What is needed: Restate word for word the lines from the one containing "Target: blue sky" through the end of the listing below, with both ends included.

Given entries:
>>>
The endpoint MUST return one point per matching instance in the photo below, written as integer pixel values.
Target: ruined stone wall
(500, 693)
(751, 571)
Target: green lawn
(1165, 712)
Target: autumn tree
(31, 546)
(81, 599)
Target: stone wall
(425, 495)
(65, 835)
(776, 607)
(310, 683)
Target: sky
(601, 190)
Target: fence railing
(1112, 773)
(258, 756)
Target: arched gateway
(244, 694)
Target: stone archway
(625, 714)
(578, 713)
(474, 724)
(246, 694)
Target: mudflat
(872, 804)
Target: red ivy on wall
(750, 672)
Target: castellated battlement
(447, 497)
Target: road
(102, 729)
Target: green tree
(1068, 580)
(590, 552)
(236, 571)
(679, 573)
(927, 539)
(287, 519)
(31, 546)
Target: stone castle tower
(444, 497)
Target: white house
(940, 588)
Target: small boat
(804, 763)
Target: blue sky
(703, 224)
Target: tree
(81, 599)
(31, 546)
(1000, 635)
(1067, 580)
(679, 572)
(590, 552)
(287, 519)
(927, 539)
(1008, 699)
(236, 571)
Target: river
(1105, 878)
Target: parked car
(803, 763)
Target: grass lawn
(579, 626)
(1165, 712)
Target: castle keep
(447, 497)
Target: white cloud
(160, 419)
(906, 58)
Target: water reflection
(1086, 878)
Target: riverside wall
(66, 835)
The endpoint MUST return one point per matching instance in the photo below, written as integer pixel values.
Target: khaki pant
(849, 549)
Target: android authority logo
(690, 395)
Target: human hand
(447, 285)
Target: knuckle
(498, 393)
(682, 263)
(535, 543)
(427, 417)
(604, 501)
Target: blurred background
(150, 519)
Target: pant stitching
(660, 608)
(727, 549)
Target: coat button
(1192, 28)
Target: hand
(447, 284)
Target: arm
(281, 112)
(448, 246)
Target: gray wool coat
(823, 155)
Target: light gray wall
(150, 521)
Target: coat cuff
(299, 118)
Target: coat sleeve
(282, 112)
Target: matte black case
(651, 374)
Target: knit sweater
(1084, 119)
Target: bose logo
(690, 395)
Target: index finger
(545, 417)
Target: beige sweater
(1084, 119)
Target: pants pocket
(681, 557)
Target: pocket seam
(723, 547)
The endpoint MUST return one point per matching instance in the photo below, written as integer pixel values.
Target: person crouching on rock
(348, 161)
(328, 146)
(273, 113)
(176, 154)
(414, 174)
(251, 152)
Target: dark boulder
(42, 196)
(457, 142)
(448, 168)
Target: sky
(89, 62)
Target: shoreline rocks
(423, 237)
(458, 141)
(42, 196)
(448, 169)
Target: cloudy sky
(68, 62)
<<<
Result of the exercise:
Target: blue sky
(703, 224)
Target: tree
(81, 599)
(31, 546)
(1000, 635)
(1067, 580)
(679, 572)
(590, 552)
(287, 519)
(927, 539)
(1008, 699)
(236, 571)
Target: river
(1105, 878)
Target: parked car
(803, 763)
Target: grass lawn
(579, 626)
(1165, 712)
Target: castle keep
(447, 497)
Target: white cloud
(160, 419)
(906, 58)
Target: water reflection
(1086, 878)
Target: riverside wall
(66, 835)
The endpoint MUST return one point per matching instance in the photo below, written as integer pixel values.
Target: khaki pant
(849, 549)
Target: android authority logo
(690, 395)
Target: human hand
(447, 285)
Target: knuckle
(498, 393)
(682, 263)
(535, 543)
(427, 417)
(604, 501)
Target: blurred background
(150, 519)
Target: pant stitching
(660, 608)
(727, 549)
Target: coat button
(1192, 28)
Target: hand
(447, 284)
Target: arm
(281, 112)
(448, 246)
Target: gray wool coat
(823, 155)
Target: light gray wall
(150, 521)
Target: coat cuff
(299, 118)
Target: coat sleeve
(282, 112)
Target: matte black case
(651, 374)
Target: knit sweater
(1084, 119)
Target: bose logo
(690, 395)
Target: index finger
(545, 417)
Target: beige sweater
(1084, 119)
Target: pants pocket
(681, 557)
Target: pocket seam
(723, 547)
The endpoint MUST return one point per matching instance in the photo below, written as integer pixel values.
Target: person crouching on rock
(348, 161)
(328, 146)
(273, 113)
(176, 154)
(414, 174)
(251, 152)
Target: dark boulder
(42, 196)
(457, 142)
(448, 168)
Target: sky
(89, 62)
Target: shoreline rocks
(423, 237)
(458, 141)
(42, 196)
(448, 169)
Target: cloudy sky
(68, 62)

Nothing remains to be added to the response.